:: Task description ::
Count the lines in the material below that contain the string "wall", treating uppercase and lowercase letters as different, and reply with only that number.

:: Records for this exercise ::
--

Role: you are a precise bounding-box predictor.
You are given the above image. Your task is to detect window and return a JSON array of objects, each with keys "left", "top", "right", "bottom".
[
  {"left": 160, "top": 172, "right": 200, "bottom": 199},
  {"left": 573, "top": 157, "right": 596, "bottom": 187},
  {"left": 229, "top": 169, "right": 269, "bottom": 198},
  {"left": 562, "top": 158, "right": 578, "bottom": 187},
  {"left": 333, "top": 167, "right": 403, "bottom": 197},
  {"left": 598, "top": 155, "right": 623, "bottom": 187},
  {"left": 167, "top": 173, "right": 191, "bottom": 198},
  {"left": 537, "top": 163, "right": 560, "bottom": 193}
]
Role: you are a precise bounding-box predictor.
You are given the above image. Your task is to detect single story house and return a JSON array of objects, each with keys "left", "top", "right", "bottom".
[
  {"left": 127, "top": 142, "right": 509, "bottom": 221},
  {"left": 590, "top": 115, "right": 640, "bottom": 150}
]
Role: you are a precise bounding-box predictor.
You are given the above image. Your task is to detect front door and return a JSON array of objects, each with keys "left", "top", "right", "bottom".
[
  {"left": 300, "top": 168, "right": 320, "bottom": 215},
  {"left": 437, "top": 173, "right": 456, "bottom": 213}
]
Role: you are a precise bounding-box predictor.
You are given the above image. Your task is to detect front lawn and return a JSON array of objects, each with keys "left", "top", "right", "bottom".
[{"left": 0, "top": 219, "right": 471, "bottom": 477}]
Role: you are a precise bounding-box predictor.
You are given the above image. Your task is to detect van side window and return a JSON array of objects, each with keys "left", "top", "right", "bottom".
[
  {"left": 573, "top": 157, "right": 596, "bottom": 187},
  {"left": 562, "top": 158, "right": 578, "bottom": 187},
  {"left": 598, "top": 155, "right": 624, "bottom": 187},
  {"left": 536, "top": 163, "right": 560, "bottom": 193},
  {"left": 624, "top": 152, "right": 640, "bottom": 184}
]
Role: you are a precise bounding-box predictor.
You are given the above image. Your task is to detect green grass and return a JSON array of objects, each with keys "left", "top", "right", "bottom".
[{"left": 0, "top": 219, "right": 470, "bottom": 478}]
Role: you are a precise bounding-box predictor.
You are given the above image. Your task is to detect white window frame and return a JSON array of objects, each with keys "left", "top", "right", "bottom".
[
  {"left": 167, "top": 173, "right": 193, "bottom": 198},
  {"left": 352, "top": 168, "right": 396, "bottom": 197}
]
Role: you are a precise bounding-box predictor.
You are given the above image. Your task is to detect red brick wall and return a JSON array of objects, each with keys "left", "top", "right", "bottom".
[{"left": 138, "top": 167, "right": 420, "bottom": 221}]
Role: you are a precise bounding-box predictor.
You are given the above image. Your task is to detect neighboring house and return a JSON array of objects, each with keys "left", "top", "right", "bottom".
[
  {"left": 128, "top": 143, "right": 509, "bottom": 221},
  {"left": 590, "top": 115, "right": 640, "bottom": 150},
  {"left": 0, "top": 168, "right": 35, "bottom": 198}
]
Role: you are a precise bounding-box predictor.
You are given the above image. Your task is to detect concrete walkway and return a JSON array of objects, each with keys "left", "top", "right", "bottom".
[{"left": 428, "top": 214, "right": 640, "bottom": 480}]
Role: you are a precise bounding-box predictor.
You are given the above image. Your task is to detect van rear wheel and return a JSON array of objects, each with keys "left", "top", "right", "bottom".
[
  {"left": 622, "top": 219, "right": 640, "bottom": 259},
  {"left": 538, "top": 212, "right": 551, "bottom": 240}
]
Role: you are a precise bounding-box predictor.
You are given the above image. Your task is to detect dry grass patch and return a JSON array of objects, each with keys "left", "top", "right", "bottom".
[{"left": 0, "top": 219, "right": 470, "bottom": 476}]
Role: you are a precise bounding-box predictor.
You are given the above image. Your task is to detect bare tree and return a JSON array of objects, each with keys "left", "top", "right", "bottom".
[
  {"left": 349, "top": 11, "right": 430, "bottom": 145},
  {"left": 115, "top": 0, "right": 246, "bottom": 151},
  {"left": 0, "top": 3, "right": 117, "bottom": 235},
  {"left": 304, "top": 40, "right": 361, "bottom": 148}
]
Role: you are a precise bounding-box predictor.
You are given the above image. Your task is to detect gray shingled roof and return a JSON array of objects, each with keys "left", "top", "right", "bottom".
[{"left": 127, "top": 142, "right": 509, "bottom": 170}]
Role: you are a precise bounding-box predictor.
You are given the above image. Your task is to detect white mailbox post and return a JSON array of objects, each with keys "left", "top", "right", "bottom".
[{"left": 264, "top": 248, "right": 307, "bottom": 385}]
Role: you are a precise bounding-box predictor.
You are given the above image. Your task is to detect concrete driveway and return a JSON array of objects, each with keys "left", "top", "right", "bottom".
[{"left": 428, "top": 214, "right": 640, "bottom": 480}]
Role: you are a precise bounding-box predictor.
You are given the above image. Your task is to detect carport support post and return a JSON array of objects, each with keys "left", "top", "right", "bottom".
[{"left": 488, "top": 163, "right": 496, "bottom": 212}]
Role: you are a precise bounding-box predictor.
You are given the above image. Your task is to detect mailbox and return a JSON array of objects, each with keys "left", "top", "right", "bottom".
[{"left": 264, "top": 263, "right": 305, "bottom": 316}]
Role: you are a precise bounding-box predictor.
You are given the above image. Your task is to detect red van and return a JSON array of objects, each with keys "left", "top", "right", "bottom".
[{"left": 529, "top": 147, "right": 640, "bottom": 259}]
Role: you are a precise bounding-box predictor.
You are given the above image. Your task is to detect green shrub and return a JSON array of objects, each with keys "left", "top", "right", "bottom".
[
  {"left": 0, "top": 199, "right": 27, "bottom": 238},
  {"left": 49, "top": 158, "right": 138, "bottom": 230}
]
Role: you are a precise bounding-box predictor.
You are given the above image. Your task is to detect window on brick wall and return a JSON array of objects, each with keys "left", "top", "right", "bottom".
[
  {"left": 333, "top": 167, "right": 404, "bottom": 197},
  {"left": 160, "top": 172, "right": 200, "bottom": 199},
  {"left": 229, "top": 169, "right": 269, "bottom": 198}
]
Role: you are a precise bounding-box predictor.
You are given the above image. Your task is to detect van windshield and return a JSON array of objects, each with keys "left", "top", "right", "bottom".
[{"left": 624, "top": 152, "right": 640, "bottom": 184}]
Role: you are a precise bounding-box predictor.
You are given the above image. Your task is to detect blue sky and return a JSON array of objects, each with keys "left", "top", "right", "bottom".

--

:: Exercise output ::
2